**** PAGE

And with that, if one string ends before the other then we will still
have a mismatch and the loop will terminate. lower(0) will return 0. So
AFAICS we only need to check one string for a terminating zero.

...

> JH> the XOR of two non-alphabetic values could also result in 0x20,
>
> True, if they're graphics characters, not alpha-numeric. But, the XOR
> routine wasn't designed for use with graphics characters. Remember the
> XOR suggestion was for Ben, not Rick. Ben didn't need graphics
> characters. He only needed a routine for alphabetic and numeric
> characters. No graphic. You asked about the XOR routine as suggested
> to Ben, but did so in Rick's thread. ...

I understand that in the other thread you were thinking of using xor as
a test in its own right, which would work on limited inputs. In /this/
thread I suggested it for a different purpose - a possible time
optimisation. The inputs would still be all 256 potential byte values,
not a limited range.

To illustrate, here's the complete idea as code. It is all untested (or
even compiled) so might have bugs. Read it as just a way to show the idea.

#define MIGHT ('A' ^ 'a') /* To indicate that the chars might match */
/* 0x20 in ASCII, 0x40 in EBCDIC */

char lower(unsigned char ch) /* ASCII, not EBCDIC */
{
if (ch >= 'A' && ch <= 'Z') /* If uppercase */
return ch - 'A' + 'a'; /* Return the lowercase version */
return ch; /* Else return the original */
}

int jh_stricmp(char *s, char *t)

********
**** INFORMATION SHOWN

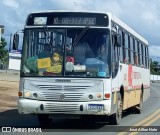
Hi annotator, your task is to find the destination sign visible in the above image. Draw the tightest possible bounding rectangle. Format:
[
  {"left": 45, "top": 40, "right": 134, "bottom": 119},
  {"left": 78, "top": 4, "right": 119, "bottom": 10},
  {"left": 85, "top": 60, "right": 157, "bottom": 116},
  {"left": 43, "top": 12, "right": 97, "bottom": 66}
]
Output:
[
  {"left": 53, "top": 17, "right": 96, "bottom": 25},
  {"left": 26, "top": 12, "right": 109, "bottom": 26}
]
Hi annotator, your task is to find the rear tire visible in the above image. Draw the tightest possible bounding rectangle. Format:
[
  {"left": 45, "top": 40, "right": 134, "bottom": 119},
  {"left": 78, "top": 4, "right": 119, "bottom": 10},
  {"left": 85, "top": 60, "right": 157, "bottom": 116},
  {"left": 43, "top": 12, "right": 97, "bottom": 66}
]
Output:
[
  {"left": 109, "top": 95, "right": 123, "bottom": 125},
  {"left": 37, "top": 114, "right": 52, "bottom": 126}
]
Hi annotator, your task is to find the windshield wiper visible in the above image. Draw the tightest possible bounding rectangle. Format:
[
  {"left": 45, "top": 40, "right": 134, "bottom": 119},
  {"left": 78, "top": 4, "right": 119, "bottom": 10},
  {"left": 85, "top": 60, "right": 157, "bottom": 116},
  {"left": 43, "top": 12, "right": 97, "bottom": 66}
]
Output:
[{"left": 73, "top": 26, "right": 89, "bottom": 46}]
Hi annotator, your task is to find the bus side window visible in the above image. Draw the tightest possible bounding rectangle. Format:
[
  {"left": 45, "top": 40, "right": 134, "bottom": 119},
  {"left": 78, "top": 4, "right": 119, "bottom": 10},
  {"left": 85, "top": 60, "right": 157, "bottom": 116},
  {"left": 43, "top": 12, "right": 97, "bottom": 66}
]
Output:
[{"left": 112, "top": 33, "right": 119, "bottom": 78}]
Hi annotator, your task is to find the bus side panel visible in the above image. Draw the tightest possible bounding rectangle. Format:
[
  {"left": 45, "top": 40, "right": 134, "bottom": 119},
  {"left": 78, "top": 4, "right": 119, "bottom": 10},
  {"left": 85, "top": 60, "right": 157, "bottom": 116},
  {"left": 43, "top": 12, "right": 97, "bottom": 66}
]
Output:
[{"left": 119, "top": 63, "right": 150, "bottom": 110}]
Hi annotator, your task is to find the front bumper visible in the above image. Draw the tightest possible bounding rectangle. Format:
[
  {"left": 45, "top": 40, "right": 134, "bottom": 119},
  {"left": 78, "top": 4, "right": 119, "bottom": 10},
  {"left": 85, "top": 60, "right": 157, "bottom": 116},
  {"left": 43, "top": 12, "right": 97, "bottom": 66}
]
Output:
[{"left": 18, "top": 98, "right": 111, "bottom": 115}]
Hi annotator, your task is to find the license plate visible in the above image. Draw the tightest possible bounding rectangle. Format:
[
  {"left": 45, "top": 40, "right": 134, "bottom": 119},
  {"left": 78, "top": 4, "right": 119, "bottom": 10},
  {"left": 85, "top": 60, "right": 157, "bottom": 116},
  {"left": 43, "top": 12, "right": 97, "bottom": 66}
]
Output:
[{"left": 88, "top": 104, "right": 103, "bottom": 110}]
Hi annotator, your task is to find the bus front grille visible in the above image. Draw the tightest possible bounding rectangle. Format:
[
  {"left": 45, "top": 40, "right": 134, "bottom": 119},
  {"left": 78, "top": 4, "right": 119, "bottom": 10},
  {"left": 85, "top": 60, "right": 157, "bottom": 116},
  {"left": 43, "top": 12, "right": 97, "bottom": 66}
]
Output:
[
  {"left": 44, "top": 103, "right": 79, "bottom": 113},
  {"left": 41, "top": 91, "right": 84, "bottom": 101}
]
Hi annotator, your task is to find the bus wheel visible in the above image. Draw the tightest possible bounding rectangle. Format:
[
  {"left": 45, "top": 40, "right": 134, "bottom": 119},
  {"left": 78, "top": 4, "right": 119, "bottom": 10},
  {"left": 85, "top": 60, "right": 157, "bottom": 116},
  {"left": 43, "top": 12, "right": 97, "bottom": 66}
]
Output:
[
  {"left": 37, "top": 114, "right": 52, "bottom": 126},
  {"left": 109, "top": 95, "right": 123, "bottom": 125},
  {"left": 135, "top": 93, "right": 143, "bottom": 114}
]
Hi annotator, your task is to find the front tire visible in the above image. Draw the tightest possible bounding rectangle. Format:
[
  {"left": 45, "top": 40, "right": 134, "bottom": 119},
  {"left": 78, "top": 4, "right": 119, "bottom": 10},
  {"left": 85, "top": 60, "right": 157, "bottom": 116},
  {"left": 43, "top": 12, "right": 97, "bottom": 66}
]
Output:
[{"left": 109, "top": 95, "right": 123, "bottom": 125}]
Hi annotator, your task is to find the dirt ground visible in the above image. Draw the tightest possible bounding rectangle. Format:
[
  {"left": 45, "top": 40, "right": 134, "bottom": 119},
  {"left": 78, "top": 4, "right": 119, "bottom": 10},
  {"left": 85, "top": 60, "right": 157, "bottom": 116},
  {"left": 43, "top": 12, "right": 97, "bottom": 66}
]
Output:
[{"left": 0, "top": 80, "right": 19, "bottom": 112}]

********

TASK A
Return the passage of the string-comparison thread starting with "I understand that" and going on through "a limited range.", copied without any change.
TASK B
Answer these questions from the string-comparison thread:
(i) What does lower(0) return?
(ii) According to the code comment, what value does MIGHT have in EBCDIC?
(iii) Who was the XOR suggestion originally for?

FINAL ANSWER A
I understand that in the other thread you were thinking of using xor as
a test in its own right, which would work on limited inputs. In /this/
thread I suggested it for a different purpose - a possible time
optimisation. The inputs would still be all 256 potential byte values,
not a limited range.

FINAL ANSWER B
(i) 0
(ii) 0x40
(iii) Ben